DATA EXTRACT: Begin

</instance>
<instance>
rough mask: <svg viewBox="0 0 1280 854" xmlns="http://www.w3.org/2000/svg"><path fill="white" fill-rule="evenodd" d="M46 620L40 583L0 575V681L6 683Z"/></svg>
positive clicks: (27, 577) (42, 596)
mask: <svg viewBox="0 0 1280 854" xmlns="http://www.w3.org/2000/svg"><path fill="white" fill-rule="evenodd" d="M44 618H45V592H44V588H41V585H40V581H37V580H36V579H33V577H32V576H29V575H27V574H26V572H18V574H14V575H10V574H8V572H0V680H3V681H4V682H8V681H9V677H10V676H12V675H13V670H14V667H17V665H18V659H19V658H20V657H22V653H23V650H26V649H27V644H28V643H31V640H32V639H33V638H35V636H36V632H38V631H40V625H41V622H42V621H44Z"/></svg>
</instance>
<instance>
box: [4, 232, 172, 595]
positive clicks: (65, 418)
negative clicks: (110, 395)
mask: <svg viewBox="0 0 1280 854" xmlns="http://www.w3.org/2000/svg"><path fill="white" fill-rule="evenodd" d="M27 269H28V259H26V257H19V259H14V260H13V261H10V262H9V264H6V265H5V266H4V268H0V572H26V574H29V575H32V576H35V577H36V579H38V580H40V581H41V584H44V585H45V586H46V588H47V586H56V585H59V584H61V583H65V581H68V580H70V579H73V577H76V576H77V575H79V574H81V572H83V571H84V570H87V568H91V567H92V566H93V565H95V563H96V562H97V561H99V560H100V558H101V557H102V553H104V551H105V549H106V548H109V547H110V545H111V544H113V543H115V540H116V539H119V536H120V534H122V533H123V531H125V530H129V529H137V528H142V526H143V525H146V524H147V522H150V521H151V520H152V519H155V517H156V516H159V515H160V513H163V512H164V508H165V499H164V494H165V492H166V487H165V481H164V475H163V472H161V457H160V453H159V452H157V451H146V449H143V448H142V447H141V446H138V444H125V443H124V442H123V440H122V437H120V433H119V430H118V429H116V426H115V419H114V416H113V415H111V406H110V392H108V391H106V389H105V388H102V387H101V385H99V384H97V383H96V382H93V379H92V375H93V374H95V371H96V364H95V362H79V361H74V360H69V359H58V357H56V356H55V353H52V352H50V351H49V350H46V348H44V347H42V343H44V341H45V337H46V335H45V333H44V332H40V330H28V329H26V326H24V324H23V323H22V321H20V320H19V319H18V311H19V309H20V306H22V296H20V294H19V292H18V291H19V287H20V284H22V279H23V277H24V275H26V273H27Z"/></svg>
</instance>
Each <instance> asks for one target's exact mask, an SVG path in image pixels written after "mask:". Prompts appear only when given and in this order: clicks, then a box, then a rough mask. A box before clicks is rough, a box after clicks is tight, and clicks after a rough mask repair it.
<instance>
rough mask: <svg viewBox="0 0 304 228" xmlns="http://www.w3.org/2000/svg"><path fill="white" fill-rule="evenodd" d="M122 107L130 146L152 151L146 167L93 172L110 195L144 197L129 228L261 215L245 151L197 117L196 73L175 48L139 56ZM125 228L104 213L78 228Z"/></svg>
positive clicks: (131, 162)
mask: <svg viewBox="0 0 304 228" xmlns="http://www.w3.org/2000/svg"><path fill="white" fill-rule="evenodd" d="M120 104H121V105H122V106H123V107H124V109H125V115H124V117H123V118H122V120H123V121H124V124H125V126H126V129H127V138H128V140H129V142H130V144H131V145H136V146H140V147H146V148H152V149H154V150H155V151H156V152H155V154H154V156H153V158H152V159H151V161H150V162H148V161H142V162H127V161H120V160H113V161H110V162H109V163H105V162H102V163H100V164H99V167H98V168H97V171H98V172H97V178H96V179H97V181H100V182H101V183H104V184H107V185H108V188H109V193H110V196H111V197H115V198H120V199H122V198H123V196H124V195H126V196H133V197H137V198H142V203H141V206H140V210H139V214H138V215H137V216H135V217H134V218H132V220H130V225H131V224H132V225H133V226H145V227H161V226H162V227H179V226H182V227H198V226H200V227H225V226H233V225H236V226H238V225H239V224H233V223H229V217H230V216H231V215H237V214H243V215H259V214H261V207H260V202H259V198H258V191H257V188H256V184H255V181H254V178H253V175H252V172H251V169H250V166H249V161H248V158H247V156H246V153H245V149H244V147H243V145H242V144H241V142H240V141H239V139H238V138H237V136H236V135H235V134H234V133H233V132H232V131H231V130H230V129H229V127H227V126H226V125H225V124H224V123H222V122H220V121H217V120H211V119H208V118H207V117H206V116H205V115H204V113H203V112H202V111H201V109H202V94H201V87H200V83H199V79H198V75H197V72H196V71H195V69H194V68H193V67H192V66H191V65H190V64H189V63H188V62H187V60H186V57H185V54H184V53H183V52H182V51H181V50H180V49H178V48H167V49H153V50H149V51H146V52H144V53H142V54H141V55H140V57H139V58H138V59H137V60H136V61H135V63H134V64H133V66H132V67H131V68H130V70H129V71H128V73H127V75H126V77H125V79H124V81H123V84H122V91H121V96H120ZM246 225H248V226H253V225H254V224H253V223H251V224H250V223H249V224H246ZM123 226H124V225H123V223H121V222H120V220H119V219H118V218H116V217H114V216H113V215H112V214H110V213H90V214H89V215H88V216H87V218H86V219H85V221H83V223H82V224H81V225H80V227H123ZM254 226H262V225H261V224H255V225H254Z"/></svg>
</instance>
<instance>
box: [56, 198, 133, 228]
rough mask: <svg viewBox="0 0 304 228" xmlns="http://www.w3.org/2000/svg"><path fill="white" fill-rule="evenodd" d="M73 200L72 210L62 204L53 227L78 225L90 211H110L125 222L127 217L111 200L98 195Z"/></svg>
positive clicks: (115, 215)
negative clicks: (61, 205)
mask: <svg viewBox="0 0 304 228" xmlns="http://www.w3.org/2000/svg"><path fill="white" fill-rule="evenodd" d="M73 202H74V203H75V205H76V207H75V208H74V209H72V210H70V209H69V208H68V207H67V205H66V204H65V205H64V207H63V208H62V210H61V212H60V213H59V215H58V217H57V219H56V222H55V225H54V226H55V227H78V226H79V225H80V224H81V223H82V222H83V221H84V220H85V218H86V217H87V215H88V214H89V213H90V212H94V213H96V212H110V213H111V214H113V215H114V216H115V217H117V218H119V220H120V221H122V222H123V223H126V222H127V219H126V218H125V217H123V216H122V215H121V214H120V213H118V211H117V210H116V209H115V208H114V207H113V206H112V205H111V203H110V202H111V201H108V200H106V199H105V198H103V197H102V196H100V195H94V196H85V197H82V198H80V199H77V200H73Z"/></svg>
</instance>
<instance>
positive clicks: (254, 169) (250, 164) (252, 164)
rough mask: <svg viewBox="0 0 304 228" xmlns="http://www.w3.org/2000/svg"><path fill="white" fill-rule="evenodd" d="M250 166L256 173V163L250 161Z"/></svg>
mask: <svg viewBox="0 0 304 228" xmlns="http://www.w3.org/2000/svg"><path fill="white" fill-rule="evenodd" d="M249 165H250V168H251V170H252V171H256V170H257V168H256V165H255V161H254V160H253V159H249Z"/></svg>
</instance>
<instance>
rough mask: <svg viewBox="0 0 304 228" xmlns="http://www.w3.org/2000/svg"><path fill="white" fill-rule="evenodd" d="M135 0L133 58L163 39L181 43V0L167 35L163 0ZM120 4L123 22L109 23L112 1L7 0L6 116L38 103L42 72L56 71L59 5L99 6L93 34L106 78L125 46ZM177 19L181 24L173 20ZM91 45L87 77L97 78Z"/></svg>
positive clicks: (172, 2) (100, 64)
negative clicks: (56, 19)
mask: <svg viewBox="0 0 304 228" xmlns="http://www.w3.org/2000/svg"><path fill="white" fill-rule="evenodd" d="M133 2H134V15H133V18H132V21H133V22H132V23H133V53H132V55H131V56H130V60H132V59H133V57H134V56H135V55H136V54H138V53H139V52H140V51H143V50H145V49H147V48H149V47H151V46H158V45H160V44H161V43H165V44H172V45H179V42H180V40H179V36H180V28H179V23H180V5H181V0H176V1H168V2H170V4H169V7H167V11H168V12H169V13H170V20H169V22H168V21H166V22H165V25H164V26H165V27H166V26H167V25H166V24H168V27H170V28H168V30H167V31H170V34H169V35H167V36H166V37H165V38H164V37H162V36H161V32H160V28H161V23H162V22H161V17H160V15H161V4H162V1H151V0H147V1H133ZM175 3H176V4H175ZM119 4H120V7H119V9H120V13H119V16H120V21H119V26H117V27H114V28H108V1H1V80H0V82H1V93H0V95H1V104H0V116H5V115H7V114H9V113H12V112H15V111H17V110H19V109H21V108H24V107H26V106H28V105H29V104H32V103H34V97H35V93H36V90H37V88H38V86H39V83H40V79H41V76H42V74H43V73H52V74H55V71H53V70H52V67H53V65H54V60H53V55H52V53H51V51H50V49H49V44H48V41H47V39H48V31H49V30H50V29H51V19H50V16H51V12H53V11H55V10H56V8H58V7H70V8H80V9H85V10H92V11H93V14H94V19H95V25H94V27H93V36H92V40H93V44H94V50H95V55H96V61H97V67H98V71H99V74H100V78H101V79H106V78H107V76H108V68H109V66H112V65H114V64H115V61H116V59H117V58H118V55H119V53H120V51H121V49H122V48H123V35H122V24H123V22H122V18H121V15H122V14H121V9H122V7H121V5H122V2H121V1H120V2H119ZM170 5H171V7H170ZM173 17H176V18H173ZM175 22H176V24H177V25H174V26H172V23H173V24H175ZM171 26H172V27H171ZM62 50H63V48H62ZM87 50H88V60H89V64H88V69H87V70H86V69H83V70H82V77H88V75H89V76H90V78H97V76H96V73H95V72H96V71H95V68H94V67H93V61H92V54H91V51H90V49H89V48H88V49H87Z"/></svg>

DATA EXTRACT: End

■ **DIRECTIONS FOR THIS TASK**:
Extract every line in the data above that contains the string "negative".

■ **WRITTEN RESPONSE**:
negative clicks: (110, 395)
negative clicks: (61, 205)
negative clicks: (56, 19)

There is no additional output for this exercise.